PROBLEM TO WORK ON: Copy out the items again, starting at the first line of the items and continuing through the line that contains "(1077, 308)", with both of those lines included.

-- SUPPLIED RECORDS start --

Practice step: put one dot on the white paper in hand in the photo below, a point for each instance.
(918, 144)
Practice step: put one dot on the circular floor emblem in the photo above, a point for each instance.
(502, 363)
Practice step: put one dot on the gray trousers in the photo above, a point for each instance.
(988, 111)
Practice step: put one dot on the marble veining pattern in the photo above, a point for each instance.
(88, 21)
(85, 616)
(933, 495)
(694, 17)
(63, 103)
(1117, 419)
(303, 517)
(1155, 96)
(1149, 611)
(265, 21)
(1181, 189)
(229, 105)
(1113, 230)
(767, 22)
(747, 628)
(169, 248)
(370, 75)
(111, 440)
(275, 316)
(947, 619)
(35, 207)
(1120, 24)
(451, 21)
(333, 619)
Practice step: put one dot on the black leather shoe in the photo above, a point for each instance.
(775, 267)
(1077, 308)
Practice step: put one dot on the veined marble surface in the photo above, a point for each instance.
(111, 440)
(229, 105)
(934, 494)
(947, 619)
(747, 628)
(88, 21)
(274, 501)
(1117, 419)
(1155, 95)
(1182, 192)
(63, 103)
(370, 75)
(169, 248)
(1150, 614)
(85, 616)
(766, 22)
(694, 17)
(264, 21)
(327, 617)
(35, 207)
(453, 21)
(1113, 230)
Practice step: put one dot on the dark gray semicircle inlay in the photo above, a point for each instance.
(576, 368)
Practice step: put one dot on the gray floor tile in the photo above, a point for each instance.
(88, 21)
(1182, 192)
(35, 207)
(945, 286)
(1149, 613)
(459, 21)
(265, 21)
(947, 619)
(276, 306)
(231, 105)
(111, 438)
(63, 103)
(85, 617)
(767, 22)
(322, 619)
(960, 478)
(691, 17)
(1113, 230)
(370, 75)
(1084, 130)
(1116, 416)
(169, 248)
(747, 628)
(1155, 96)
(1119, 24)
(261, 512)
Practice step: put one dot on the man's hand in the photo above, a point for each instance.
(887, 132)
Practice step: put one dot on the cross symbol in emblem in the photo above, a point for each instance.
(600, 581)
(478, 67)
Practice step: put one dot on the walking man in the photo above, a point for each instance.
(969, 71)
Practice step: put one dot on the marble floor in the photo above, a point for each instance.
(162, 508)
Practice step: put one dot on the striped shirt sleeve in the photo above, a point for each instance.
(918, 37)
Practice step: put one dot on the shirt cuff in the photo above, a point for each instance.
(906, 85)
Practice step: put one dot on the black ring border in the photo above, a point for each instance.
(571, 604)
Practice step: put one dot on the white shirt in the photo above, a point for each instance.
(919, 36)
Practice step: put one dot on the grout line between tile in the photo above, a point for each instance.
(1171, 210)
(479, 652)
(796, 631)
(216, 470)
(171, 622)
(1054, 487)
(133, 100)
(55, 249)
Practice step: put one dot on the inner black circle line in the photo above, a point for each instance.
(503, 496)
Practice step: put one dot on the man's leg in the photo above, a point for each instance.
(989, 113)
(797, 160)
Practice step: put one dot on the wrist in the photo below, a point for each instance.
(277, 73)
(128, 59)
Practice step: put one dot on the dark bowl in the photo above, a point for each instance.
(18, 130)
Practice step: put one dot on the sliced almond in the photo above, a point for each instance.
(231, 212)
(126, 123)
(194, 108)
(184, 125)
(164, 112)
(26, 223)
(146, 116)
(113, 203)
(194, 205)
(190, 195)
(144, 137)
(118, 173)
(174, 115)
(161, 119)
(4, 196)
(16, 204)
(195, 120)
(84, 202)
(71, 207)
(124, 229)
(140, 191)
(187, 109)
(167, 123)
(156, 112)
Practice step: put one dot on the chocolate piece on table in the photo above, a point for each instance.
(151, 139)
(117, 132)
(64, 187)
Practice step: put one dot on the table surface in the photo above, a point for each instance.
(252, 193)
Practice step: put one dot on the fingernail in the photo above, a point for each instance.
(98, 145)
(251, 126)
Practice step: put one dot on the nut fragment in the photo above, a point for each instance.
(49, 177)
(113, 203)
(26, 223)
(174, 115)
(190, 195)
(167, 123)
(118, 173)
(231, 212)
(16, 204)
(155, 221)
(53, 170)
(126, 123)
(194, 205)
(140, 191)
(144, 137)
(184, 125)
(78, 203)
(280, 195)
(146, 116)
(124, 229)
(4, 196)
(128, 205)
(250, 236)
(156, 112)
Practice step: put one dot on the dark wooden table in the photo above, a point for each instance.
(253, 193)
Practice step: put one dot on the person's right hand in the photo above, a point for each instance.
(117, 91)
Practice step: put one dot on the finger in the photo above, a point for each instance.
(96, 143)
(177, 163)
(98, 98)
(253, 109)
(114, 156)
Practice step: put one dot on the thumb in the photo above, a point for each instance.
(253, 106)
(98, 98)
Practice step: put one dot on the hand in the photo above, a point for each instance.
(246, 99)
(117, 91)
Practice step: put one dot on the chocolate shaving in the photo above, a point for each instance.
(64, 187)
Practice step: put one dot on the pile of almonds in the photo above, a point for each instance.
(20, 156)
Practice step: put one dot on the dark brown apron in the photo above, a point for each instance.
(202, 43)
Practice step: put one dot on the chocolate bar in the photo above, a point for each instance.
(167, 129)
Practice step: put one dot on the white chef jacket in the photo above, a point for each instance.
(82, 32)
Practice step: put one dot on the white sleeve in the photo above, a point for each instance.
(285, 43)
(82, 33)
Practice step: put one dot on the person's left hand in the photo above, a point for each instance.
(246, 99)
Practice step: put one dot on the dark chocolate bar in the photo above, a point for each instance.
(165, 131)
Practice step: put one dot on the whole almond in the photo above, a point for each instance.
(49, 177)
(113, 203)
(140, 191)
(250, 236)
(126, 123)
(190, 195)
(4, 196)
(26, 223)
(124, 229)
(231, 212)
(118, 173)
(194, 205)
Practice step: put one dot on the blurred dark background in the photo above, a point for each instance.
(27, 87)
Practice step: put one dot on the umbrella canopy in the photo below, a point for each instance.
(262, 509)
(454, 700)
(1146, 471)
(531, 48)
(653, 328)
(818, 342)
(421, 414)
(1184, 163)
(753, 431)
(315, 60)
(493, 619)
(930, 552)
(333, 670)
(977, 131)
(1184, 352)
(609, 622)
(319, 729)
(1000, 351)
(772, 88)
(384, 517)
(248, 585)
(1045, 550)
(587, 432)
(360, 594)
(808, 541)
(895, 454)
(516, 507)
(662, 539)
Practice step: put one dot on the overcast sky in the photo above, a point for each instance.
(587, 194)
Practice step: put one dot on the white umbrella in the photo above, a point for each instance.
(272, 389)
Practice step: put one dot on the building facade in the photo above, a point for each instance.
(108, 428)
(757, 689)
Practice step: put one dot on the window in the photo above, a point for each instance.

-- SUPPLIED RECORDS end --

RESPONSE BELOW:
Practice step: put one dot on the white paper in hand in the photo below, a point for each instance.
(918, 144)
Practice step: put one dot on the circular floor emblem in the photo above, a point for each instance.
(502, 363)
Practice step: put one dot on the gray trousers in the photo above, a point for each instance.
(988, 111)
Practice step: put one dot on the marble veining pattern in the photo above, a point for each instance.
(88, 21)
(85, 616)
(933, 495)
(694, 17)
(63, 103)
(1117, 419)
(303, 517)
(1155, 96)
(1149, 611)
(265, 21)
(1181, 189)
(229, 105)
(1113, 230)
(767, 22)
(747, 628)
(169, 248)
(370, 75)
(111, 440)
(275, 316)
(947, 619)
(35, 207)
(1120, 24)
(451, 21)
(333, 619)
Practice step: put one dot on the black leather shoe in the photo above, a point for each instance.
(775, 267)
(1077, 308)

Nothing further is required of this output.